| Prompt |
Once you reach the line holding "Where can you spot the mountain", write out that line and every later one exactly, ending with the last line of the data; write nothing else.

━━ Extracted records

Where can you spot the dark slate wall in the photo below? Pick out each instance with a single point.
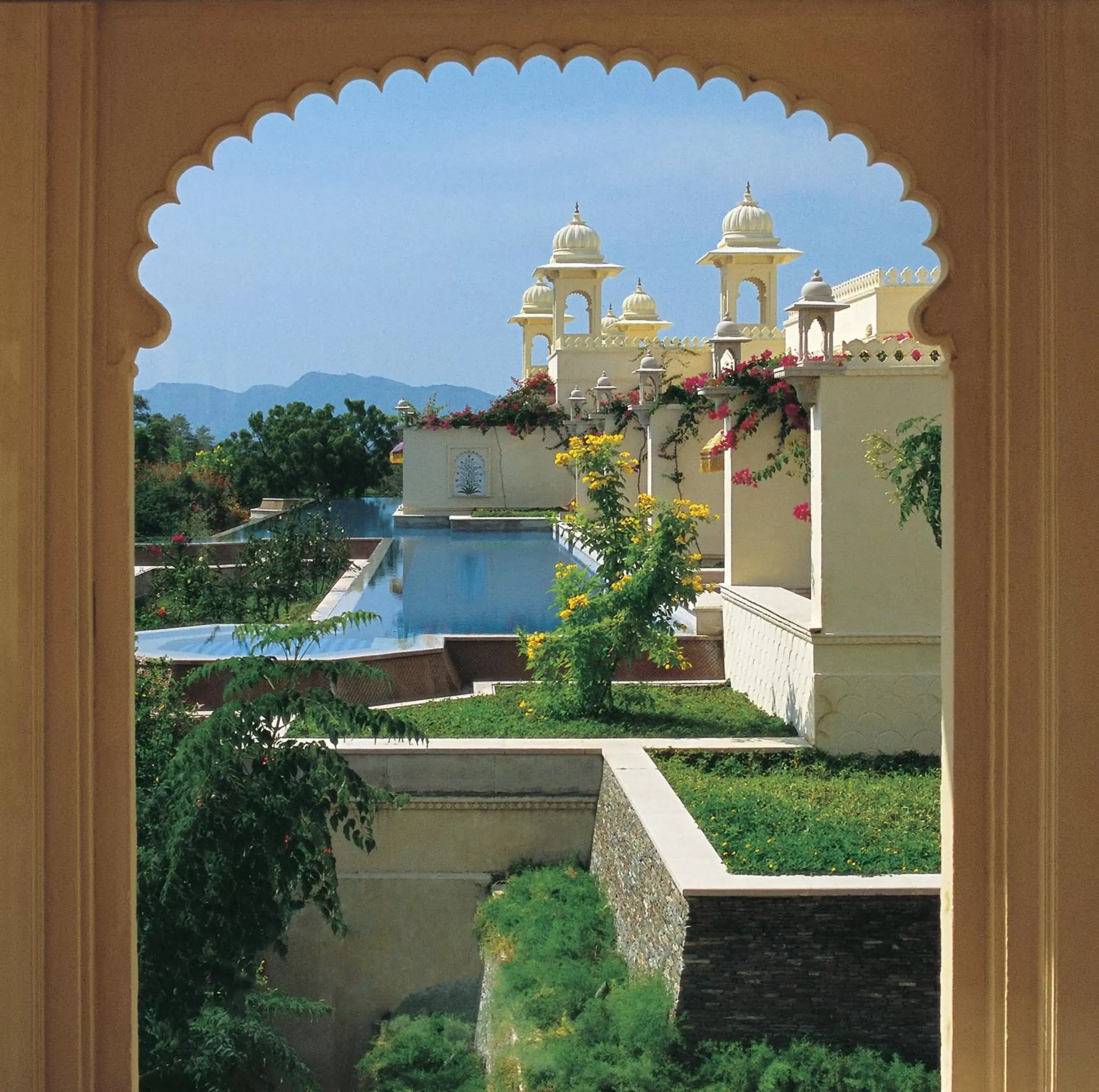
(849, 970)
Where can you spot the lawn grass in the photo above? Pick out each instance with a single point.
(673, 712)
(809, 813)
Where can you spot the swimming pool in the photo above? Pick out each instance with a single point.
(429, 583)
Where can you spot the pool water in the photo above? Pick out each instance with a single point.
(429, 583)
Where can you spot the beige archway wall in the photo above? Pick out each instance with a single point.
(986, 106)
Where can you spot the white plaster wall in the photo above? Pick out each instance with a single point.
(870, 696)
(881, 713)
(520, 471)
(887, 310)
(874, 577)
(767, 545)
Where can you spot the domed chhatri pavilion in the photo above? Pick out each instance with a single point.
(830, 622)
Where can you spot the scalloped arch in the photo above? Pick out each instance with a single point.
(748, 85)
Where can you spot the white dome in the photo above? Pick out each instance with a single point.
(639, 305)
(749, 225)
(727, 328)
(538, 299)
(577, 242)
(817, 291)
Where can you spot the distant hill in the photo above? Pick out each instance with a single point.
(225, 412)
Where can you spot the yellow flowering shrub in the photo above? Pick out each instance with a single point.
(626, 610)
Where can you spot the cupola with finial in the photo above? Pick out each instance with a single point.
(536, 319)
(577, 268)
(749, 253)
(816, 307)
(640, 317)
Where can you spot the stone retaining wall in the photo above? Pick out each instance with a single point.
(849, 970)
(847, 960)
(650, 911)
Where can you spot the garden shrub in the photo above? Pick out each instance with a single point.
(810, 813)
(422, 1054)
(649, 566)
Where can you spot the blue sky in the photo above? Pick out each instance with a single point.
(394, 233)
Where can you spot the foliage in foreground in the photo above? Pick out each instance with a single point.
(649, 566)
(582, 1024)
(669, 712)
(913, 465)
(234, 836)
(422, 1054)
(810, 813)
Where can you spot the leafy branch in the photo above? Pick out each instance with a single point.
(913, 465)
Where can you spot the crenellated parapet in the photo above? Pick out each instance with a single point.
(622, 341)
(886, 352)
(866, 283)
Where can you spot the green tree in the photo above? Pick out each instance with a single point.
(236, 829)
(296, 450)
(160, 439)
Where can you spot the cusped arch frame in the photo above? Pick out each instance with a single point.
(748, 85)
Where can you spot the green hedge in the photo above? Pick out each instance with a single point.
(671, 712)
(809, 813)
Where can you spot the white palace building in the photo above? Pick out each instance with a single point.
(832, 623)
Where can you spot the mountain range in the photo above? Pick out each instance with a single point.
(225, 412)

━━━━

| Exercise answer |
Where can you spot the mountain range in the photo above? Pick out each instance with a single point.
(225, 412)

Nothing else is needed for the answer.